Provided information
==*==

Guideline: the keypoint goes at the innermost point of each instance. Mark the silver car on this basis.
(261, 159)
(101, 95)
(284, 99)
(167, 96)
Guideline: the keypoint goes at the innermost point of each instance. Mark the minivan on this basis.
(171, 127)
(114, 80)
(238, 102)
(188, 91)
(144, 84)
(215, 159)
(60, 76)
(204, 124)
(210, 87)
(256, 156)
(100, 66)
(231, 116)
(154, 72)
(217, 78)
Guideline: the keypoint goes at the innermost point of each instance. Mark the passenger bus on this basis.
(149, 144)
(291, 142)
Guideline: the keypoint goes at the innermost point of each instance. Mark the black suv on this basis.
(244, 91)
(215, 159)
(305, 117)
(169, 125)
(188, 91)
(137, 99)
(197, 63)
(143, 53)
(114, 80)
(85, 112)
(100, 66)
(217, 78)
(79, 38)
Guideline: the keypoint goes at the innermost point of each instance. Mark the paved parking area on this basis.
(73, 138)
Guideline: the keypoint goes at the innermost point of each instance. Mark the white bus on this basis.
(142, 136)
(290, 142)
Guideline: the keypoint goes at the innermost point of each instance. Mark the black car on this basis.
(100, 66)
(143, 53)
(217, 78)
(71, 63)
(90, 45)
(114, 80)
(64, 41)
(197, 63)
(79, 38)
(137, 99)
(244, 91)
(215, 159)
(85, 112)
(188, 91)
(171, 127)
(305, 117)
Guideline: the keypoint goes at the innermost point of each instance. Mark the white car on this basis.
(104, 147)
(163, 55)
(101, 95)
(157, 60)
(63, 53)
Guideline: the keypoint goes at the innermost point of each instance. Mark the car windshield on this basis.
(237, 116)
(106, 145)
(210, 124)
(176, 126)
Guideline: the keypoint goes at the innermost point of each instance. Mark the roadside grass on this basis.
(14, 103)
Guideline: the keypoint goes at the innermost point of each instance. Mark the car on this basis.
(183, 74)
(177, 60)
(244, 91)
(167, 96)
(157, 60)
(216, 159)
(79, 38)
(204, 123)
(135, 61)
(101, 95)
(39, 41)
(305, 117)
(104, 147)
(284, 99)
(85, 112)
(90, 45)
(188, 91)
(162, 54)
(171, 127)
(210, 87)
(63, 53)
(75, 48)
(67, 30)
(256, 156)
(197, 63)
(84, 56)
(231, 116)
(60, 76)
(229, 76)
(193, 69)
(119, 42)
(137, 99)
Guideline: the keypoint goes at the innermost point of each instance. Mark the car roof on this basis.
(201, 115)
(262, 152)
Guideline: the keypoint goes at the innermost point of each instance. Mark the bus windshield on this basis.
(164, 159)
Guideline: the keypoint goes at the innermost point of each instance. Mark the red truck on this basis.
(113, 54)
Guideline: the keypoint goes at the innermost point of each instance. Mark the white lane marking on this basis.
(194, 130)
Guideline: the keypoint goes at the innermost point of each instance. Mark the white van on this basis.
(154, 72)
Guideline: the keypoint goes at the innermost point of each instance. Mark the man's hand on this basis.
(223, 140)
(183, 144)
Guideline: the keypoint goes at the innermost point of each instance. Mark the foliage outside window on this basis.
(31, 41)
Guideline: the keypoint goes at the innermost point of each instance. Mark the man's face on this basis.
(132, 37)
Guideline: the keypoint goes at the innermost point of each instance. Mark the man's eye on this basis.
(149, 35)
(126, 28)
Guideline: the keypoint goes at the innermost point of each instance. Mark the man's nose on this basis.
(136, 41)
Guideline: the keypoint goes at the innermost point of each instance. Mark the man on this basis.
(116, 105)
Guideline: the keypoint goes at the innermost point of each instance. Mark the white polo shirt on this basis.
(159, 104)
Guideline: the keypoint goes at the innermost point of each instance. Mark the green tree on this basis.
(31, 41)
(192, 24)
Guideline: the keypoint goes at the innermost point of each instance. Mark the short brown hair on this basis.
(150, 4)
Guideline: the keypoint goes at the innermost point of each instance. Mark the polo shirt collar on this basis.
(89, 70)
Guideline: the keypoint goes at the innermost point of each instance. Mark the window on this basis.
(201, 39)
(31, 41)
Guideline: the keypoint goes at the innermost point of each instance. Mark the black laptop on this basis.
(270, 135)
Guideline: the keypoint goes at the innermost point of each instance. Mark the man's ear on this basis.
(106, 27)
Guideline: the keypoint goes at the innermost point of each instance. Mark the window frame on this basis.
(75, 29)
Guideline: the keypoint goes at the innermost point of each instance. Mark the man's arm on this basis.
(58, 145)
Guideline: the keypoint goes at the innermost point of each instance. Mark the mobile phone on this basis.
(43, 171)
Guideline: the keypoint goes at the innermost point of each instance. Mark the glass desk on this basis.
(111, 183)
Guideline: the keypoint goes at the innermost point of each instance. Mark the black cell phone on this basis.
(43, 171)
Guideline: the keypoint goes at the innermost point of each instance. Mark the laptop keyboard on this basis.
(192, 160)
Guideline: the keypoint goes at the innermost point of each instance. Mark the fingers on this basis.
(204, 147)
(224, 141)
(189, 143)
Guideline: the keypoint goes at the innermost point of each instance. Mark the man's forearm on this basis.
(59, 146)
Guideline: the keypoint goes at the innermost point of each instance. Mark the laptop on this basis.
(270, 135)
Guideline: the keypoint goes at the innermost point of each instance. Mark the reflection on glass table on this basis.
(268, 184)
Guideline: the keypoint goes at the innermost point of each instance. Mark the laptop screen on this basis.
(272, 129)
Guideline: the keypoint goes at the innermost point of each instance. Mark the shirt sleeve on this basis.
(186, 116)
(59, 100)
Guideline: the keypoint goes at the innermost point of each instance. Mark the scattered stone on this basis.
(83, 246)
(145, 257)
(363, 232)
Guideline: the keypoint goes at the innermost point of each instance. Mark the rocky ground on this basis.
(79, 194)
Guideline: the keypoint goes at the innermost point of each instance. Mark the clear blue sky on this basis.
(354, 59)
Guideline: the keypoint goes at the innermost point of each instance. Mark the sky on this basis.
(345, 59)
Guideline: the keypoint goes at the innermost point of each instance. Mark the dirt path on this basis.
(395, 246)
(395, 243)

==*==

Written exercise
Copy out the lines from the one containing "frame on this basis." through the end of the material, both included, changing "keypoint" to "marker" and leaving everything else unchanged.

Output below
Guideline: the marker goes at the innermost point of each instance. Mark the window frame on this basis.
(75, 29)
Guideline: the marker goes at the innermost point of each instance. Mark the man's arm on this basis.
(58, 145)
Guideline: the marker goes at the innermost point of each instance. Mark the mobile phone on this basis.
(43, 171)
Guideline: the marker goes at the innermost point of each instance. Mark the glass desk on this basis.
(111, 183)
Guideline: the marker goes at the innermost point of each instance. Mark the black cell phone on this basis.
(43, 171)
Guideline: the marker goes at the innermost point of each instance. Mark the laptop keyboard on this basis.
(192, 160)
Guideline: the marker goes at the innermost point of each instance. Mark the fingers on this basis.
(204, 147)
(224, 141)
(189, 143)
Guideline: the marker goes at the innermost point of each instance. Mark the man's forearm on this basis.
(59, 146)
Guideline: the marker goes at the innermost point of each instance. Mark the laptop on this basis.
(270, 135)
Guideline: the marker goes at the innermost point of each instance. Mark the reflection on glass table on this basis.
(268, 184)
Guideline: the marker goes at the innermost point of each instance. Mark the laptop screen on this basis.
(272, 129)
Guideline: the marker goes at the innermost point of each instance. Mark the shirt sleeve on this basis.
(186, 116)
(59, 100)
Guideline: the marker goes at the innermost point of each instance. Mark the scattered stone on this basis.
(83, 246)
(145, 257)
(363, 232)
Guideline: the marker goes at the innermost point of each instance. Mark the rocky ground on this basis.
(79, 194)
Guideline: the marker goes at the innermost point of each instance. Mark the clear blue sky on this basis.
(354, 59)
Guideline: the marker goes at the innermost point of each instance. Mark the sky on this basis.
(345, 59)
Guideline: the marker goes at the innermost point of each instance. Mark the dirt path on this basis.
(395, 246)
(395, 243)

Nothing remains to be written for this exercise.